## WORK REQUEST
Look through the records below for the line with "Outline striped t-shirt." and the line with "Outline chin. Bounding", then return those lines and all lines between, exactly.

[[ DATA FOR REVIEW open ]]

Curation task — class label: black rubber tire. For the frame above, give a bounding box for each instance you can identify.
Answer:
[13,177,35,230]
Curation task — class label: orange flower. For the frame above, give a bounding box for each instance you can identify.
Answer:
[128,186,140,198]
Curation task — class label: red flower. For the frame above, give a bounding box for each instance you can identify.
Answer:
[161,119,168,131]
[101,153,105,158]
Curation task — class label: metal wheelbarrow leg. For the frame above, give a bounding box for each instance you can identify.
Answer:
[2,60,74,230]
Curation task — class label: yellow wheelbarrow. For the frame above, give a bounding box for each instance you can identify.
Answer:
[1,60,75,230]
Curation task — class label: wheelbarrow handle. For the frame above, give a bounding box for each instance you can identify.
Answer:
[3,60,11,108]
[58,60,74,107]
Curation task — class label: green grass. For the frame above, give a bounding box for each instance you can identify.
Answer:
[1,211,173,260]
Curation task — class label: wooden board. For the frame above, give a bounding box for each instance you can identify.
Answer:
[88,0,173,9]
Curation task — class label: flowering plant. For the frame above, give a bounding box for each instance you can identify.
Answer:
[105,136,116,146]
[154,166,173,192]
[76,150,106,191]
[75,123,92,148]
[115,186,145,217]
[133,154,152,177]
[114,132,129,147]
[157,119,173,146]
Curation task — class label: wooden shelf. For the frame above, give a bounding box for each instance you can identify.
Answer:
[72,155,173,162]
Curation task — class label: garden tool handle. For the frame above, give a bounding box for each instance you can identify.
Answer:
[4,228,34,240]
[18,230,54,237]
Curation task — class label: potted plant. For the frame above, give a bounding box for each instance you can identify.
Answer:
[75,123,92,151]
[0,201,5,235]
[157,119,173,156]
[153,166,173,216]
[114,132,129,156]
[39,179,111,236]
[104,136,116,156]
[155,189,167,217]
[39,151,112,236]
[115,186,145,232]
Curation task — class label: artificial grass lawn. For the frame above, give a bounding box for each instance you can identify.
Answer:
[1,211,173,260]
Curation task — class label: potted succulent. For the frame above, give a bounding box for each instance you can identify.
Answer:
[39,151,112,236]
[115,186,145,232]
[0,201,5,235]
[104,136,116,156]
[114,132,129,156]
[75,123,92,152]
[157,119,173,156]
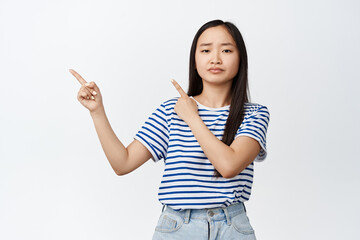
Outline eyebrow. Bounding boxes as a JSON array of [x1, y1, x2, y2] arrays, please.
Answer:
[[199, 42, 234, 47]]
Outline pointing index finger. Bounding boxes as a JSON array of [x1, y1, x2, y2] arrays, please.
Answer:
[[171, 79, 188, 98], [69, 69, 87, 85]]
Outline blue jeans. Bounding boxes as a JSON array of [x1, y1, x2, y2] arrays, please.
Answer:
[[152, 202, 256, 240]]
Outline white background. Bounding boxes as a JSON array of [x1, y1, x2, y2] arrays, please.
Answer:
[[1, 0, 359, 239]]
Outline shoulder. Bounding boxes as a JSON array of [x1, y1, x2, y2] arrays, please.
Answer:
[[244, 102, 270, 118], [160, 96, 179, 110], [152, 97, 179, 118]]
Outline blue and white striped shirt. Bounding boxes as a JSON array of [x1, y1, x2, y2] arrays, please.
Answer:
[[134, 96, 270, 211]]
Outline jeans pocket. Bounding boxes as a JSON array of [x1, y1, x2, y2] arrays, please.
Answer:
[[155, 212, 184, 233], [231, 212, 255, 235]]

[[ DATA FOR REVIEW closed ]]
[[ DATA FOR REVIEW open ]]

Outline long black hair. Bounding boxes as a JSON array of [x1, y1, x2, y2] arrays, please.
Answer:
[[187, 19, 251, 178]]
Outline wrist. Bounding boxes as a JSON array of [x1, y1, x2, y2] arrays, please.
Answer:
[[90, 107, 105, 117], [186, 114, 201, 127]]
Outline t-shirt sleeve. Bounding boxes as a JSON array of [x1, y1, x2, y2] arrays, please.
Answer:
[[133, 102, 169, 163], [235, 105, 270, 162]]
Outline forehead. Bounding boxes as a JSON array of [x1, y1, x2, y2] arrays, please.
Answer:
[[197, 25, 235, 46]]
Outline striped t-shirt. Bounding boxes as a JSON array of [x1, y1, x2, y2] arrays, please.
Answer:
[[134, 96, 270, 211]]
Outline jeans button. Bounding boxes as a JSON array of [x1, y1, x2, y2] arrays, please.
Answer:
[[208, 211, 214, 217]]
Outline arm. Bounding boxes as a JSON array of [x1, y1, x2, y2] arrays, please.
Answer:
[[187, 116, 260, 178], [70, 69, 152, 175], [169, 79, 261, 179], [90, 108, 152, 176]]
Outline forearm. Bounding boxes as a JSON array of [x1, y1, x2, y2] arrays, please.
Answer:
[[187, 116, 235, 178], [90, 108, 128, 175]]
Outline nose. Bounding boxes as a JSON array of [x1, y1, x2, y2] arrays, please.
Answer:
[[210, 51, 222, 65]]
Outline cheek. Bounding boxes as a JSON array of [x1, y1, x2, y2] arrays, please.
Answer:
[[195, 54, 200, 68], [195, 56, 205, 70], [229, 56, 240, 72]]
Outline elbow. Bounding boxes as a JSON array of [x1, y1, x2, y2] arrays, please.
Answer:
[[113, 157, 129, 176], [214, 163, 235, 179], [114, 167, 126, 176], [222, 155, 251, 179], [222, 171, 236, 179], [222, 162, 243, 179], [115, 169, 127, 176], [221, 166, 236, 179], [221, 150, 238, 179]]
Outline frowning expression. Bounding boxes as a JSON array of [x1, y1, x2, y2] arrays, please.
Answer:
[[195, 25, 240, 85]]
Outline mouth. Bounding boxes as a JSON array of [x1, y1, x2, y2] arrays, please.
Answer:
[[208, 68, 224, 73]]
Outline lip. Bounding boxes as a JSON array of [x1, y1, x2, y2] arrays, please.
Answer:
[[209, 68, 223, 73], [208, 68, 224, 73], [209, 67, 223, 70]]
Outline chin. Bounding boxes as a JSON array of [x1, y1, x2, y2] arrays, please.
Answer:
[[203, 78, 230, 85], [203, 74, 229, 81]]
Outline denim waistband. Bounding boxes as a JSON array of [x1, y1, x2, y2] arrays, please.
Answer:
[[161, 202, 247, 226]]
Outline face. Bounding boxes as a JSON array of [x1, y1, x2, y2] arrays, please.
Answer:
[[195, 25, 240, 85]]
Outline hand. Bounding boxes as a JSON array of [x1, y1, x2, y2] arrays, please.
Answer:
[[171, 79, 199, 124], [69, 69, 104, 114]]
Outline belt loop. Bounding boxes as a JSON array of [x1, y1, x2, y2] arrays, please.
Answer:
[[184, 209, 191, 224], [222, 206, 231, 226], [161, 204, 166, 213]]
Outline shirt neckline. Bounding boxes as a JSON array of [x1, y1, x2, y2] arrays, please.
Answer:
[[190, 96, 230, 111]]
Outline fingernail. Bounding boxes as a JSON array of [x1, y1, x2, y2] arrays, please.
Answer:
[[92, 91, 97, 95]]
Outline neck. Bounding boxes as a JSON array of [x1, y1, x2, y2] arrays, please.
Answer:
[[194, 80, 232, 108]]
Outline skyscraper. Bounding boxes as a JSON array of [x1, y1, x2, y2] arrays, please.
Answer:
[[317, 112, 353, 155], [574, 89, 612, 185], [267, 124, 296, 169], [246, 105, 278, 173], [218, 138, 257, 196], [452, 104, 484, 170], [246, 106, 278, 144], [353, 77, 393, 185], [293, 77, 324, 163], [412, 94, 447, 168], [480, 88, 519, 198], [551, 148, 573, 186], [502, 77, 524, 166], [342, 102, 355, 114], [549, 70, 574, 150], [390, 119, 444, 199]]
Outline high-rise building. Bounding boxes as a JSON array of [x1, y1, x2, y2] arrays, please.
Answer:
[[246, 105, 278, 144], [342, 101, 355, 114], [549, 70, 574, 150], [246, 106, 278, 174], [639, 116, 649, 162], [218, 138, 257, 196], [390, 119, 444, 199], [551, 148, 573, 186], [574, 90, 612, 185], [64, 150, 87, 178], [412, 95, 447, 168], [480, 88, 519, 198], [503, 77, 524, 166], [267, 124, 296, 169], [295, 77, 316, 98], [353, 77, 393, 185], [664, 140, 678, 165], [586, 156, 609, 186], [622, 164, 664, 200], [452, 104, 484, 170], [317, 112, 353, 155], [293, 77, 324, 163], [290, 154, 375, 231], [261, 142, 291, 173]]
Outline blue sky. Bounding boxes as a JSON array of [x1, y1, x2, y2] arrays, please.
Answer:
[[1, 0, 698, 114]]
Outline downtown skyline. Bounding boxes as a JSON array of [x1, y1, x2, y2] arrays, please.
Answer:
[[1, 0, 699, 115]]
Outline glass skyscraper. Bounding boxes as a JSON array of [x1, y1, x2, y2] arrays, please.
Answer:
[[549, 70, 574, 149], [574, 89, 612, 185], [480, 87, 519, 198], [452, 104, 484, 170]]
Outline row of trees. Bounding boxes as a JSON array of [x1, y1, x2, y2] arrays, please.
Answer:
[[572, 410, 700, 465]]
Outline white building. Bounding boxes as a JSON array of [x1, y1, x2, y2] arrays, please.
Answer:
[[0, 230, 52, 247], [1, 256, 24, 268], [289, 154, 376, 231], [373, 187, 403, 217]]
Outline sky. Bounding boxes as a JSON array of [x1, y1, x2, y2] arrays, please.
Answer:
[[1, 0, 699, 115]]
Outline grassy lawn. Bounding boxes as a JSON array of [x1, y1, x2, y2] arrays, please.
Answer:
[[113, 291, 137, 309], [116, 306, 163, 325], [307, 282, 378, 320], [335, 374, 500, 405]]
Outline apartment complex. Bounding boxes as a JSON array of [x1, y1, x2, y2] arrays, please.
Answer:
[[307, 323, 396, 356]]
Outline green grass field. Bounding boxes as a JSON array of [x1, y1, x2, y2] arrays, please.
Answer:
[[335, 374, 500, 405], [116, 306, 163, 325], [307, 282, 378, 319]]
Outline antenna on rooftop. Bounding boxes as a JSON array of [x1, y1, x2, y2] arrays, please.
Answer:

[[ DATA FOR REVIEW closed ]]

## TASK OUTPUT
Outline striped t-shirt. Bounding boxes as a JSON array of [x1, y1, x2, y2] arrays, please.
Answer:
[[134, 96, 270, 211]]
Outline jeans button. Bounding boxes as a JSON array of [x1, y1, x2, y2] arrays, please.
Answer:
[[208, 211, 214, 217]]
Outline arm. Bounding boxes as a JSON array of [x1, y1, x2, y2] arrays, please.
Answer:
[[187, 116, 260, 178], [70, 69, 152, 175], [169, 79, 261, 179], [90, 108, 152, 176]]
Outline forearm. Bounding boxes as a JSON array of [x1, y1, x2, y2] arrays, please.
Answer:
[[187, 116, 235, 178], [90, 108, 128, 175]]
Outline nose. Bounding boxes as a JSON array of [x1, y1, x2, y2] arrays, please.
Answer:
[[210, 51, 222, 65]]
Outline cheek. Bounding boxes as a JSON array of [x1, y1, x2, y2] arrays, please.
Answer:
[[195, 54, 200, 68], [195, 56, 205, 70], [229, 56, 240, 72]]
Outline elbow. Bounding boxes as a JSON array of [x1, y1, x2, y2] arrays, please.
Answer:
[[113, 157, 129, 176], [214, 163, 235, 179], [114, 167, 126, 176], [222, 155, 251, 179], [222, 171, 236, 179], [222, 162, 243, 179], [115, 169, 127, 176], [221, 166, 236, 179], [221, 150, 238, 179]]
Outline frowning expression. Bounding boxes as a JSON array of [x1, y1, x2, y2] arrays, please.
Answer:
[[195, 25, 240, 85]]
Outline mouth. Bounding boxes as a JSON array of [x1, y1, x2, y2] arrays, please.
Answer:
[[208, 68, 224, 73]]
Outline lip. Bounding boxes as a JSON array of [x1, y1, x2, y2] arrays, please.
Answer:
[[209, 68, 223, 73], [208, 68, 224, 73], [209, 67, 223, 70]]
Outline chin. Bounding boxes as a JSON array of [x1, y1, x2, y2] arrays, please.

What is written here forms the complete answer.